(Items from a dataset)
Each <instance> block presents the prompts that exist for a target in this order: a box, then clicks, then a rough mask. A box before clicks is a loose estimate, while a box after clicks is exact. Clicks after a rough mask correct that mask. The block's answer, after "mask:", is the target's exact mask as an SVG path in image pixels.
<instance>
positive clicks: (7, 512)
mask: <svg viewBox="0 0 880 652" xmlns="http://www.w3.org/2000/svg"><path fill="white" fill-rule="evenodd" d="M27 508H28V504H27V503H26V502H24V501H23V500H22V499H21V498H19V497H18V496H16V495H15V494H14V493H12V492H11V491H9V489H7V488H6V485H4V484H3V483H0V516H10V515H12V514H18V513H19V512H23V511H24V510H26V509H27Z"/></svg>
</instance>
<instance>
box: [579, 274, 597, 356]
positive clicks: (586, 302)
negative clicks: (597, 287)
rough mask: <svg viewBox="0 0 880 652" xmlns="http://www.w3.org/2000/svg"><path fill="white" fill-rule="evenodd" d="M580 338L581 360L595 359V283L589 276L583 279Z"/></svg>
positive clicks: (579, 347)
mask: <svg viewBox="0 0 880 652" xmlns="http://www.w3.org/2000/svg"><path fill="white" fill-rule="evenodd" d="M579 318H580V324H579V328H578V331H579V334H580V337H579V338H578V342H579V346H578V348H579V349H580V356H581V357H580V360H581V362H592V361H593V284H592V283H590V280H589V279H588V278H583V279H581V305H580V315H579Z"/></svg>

**Required work**
Write out exactly the lines above between the line with "</instance>" and the line with "rough mask: <svg", inclusive, and nothing beyond them.

**Finished task**
</instance>
<instance>
box: [579, 274, 597, 356]
positive clicks: (586, 302)
negative clicks: (597, 287)
rough mask: <svg viewBox="0 0 880 652" xmlns="http://www.w3.org/2000/svg"><path fill="white" fill-rule="evenodd" d="M580 338L581 360L595 359V283L589 276L583 279Z"/></svg>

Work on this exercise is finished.